The task:
According to the GKE workload scaling reference, what should be used instead for setting node-level machine styles directly?

Supplied text:
## Begin
---
name: gke-scaling
description: >-
  Configures GKE autoscaling, including HPA, VPA, and Node Auto-Provisioning
  (NAP). Use when configuring GKE autoscaling, setting up GKE HPA, setting up
  GKE VPA, or configuring GKE NAP. Don't use for configuring static cluster sizes
  or setting node-level machine styles directly (use gke-compute-classes instead).
metadata:
  category: Containers
---

# GKE Workload Scaling

This reference covers scaling workloads on GKE. The golden path enables VPA,
OPTIMIZE_UTILIZATION autoscaling profile, and Node Auto Provisioning by default.
## End
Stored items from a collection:
## Begin
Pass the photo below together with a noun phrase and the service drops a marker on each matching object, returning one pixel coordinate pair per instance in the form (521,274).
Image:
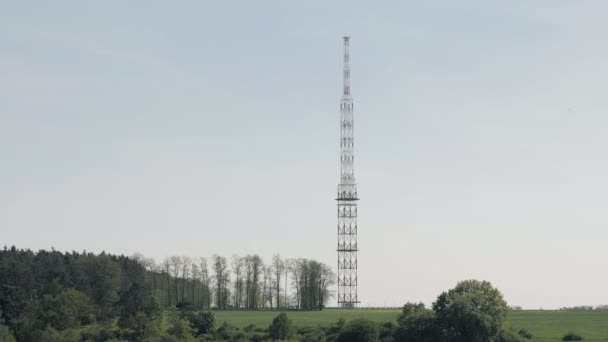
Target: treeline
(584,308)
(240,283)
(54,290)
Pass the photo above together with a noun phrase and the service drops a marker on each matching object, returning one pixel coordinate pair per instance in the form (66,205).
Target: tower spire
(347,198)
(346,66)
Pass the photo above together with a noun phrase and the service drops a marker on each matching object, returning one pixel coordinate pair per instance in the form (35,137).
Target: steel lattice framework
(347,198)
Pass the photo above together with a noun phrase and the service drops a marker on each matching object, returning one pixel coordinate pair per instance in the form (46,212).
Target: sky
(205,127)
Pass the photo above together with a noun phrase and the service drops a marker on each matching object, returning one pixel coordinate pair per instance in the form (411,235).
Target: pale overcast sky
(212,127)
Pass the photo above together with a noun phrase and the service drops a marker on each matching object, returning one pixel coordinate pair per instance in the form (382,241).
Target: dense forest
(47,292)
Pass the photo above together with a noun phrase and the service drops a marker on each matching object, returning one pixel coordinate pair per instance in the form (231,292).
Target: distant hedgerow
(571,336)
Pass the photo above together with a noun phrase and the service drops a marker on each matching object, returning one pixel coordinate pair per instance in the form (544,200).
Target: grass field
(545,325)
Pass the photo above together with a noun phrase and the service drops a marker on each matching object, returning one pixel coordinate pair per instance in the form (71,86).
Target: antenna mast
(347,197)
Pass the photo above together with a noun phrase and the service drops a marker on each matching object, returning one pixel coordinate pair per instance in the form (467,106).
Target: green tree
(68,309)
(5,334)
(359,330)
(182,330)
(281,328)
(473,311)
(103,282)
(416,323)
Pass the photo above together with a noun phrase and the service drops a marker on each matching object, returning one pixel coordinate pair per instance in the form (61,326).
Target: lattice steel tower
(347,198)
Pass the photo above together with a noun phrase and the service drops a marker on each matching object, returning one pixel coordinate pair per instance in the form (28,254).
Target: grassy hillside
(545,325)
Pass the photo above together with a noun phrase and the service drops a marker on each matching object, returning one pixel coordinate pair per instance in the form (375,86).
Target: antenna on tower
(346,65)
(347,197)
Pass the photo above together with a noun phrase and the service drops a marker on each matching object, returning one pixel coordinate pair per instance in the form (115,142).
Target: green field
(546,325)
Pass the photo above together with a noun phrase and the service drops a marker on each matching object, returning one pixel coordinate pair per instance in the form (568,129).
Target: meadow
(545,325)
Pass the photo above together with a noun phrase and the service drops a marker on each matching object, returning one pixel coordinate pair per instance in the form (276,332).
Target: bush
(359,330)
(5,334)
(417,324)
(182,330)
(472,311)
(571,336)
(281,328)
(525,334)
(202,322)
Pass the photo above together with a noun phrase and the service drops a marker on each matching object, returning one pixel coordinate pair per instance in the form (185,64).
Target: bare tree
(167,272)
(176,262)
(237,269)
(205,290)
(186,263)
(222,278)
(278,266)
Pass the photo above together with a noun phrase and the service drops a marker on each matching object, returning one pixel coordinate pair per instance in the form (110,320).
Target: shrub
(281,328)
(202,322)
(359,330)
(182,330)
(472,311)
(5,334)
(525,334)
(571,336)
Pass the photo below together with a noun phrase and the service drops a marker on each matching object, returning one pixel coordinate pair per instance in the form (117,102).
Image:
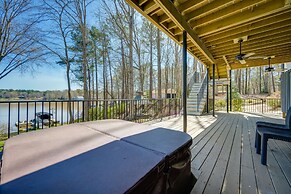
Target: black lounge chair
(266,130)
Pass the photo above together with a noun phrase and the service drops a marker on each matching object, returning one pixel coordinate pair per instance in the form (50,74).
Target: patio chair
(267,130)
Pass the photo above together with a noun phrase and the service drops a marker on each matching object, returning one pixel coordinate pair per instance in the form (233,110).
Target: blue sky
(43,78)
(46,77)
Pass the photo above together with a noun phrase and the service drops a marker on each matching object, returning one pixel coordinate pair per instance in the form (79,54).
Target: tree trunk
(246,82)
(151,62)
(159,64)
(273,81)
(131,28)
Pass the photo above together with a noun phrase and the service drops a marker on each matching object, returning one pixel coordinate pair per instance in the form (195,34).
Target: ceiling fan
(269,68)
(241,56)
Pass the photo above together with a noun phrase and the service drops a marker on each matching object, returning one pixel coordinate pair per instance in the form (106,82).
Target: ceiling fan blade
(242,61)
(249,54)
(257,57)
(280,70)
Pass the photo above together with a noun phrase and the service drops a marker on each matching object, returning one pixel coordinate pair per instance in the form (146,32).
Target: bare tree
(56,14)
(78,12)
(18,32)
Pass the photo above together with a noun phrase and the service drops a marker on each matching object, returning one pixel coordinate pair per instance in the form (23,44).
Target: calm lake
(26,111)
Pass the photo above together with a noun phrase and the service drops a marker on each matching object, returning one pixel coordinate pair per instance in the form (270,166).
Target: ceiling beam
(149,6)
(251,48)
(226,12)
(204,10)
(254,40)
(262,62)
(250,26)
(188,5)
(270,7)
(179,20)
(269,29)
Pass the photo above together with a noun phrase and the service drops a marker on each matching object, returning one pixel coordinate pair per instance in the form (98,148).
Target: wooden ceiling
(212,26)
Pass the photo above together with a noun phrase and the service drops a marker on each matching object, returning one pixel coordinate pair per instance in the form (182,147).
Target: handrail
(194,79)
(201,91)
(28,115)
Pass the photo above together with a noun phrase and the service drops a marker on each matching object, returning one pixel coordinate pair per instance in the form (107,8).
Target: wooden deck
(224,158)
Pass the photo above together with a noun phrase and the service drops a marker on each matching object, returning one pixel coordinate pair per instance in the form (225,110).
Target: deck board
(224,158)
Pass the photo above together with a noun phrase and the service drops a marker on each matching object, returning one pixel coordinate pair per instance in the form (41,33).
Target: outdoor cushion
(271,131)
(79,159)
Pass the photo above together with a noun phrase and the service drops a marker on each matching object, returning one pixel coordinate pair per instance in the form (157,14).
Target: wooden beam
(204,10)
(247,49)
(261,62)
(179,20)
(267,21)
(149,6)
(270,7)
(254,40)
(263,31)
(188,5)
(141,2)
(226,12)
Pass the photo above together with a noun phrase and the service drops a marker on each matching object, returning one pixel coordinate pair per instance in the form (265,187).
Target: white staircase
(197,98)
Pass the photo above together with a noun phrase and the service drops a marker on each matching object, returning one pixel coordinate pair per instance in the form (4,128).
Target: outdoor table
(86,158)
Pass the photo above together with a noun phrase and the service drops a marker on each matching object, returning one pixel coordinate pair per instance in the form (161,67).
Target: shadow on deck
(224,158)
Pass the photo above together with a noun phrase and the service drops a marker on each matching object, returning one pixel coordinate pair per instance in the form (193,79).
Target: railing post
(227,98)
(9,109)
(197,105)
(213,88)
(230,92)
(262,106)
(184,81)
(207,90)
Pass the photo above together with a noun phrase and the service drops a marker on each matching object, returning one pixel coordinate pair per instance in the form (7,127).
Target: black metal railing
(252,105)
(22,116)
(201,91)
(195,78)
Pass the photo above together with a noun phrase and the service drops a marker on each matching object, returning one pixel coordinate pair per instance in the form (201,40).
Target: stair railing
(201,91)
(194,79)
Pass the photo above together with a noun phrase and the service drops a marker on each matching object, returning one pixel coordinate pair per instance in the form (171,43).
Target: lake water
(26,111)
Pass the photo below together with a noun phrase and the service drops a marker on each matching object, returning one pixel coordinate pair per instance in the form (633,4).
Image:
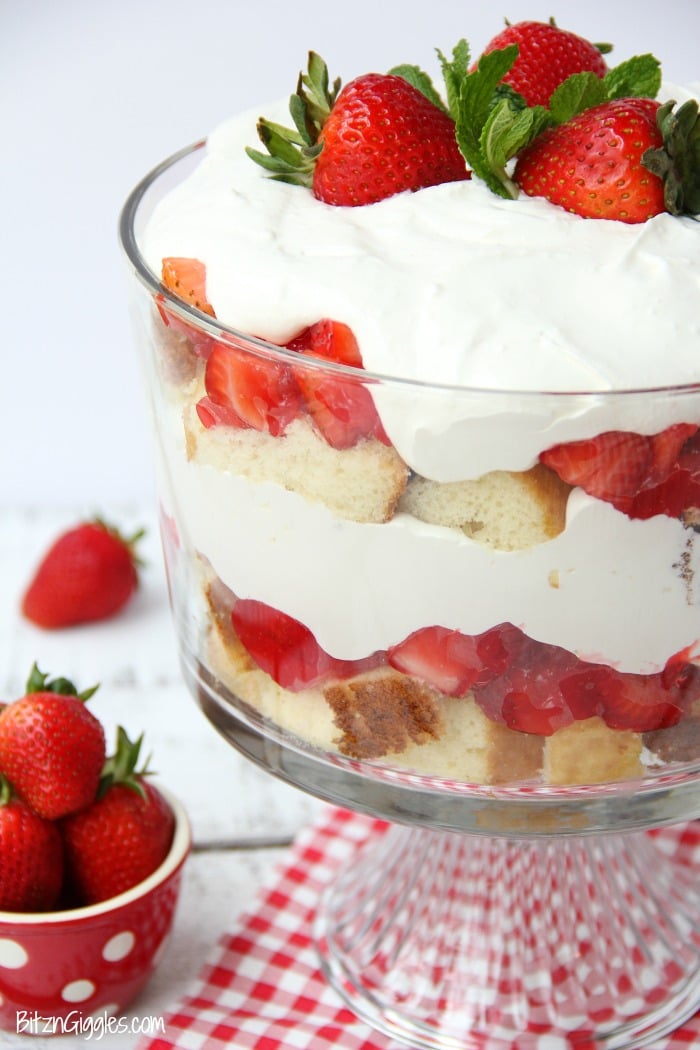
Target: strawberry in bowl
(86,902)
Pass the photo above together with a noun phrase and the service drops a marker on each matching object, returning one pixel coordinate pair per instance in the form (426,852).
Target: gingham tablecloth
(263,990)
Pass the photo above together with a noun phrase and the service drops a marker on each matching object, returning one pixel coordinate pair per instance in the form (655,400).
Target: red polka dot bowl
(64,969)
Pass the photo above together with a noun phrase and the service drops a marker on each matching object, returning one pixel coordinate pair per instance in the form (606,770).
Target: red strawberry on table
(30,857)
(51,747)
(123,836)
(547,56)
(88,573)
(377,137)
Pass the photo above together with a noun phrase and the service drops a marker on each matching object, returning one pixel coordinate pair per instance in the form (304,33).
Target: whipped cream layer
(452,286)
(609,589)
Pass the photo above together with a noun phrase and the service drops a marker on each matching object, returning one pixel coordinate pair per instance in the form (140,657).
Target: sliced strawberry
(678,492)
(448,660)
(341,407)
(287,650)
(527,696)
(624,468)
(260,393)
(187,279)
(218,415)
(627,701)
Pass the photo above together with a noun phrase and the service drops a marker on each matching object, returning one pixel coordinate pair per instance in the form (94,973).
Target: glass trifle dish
## End
## Begin
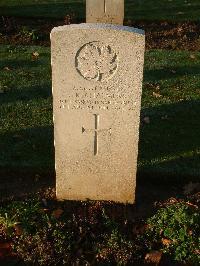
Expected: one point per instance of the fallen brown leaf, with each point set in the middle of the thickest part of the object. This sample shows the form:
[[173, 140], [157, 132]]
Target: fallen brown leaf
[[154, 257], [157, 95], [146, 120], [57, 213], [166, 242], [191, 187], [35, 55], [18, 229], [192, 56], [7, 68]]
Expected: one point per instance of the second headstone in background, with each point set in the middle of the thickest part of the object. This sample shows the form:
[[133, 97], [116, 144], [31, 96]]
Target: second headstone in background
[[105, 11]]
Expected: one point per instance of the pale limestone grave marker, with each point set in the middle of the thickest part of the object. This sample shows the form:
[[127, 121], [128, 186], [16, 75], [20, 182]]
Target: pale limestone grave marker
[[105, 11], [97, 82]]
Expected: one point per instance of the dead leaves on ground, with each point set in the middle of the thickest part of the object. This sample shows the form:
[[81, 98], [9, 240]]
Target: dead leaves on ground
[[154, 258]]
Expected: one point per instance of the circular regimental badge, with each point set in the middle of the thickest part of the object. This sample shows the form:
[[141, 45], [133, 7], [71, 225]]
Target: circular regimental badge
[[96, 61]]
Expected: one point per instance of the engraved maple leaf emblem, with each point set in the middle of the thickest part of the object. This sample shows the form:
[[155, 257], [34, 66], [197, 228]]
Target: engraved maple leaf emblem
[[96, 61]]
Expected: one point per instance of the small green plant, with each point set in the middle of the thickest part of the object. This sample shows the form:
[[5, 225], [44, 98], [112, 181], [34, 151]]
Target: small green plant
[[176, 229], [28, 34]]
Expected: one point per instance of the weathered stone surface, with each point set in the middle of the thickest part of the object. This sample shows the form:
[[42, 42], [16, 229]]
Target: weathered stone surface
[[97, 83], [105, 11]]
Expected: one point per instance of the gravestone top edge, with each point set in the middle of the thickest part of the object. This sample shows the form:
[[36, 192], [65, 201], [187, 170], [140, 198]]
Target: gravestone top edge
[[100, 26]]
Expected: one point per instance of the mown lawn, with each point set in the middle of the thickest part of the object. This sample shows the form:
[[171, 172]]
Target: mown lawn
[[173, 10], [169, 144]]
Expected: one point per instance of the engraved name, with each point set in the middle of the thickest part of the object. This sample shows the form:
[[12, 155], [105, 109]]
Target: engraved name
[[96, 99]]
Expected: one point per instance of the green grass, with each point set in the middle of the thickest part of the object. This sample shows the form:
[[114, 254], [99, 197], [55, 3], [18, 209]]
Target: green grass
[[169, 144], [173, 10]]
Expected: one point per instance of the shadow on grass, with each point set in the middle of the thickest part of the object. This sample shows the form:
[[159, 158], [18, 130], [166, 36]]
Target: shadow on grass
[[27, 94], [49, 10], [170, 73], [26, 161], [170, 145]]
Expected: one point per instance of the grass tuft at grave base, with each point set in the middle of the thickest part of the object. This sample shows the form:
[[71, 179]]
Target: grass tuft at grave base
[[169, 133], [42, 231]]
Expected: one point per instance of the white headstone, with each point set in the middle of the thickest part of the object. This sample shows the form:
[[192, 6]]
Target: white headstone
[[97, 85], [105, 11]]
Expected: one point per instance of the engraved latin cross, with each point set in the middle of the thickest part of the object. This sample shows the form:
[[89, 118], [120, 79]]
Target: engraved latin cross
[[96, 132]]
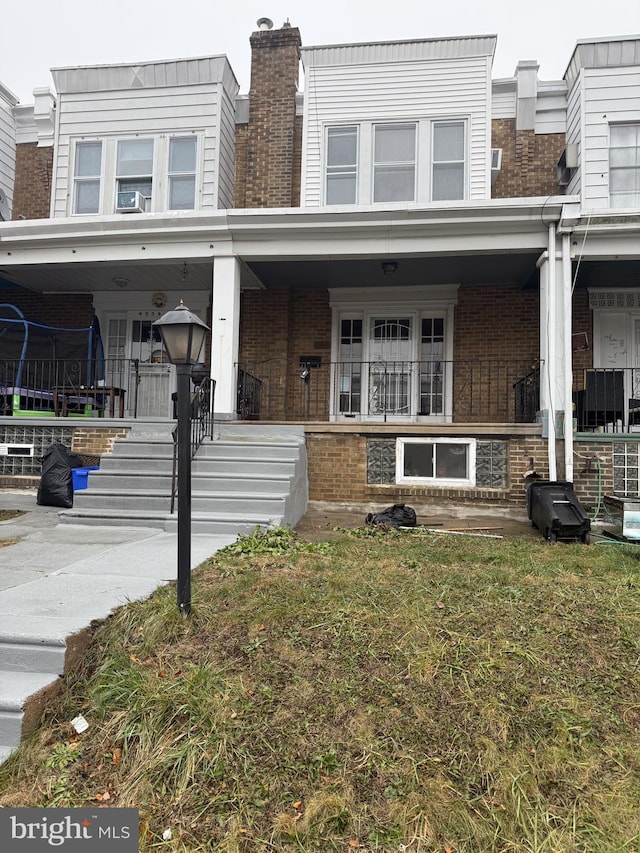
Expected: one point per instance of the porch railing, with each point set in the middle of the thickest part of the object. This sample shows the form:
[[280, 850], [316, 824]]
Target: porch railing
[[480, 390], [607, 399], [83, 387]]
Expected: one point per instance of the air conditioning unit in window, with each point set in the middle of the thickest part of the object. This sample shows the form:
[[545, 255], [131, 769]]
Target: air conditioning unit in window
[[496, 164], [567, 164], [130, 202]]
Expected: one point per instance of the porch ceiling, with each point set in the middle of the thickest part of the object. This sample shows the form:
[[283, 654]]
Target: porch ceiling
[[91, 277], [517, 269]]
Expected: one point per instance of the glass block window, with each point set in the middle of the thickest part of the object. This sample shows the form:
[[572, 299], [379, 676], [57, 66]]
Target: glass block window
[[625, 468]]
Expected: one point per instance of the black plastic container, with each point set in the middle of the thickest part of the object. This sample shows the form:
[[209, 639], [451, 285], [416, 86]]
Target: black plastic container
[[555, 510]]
## End
Output:
gke-compute-classes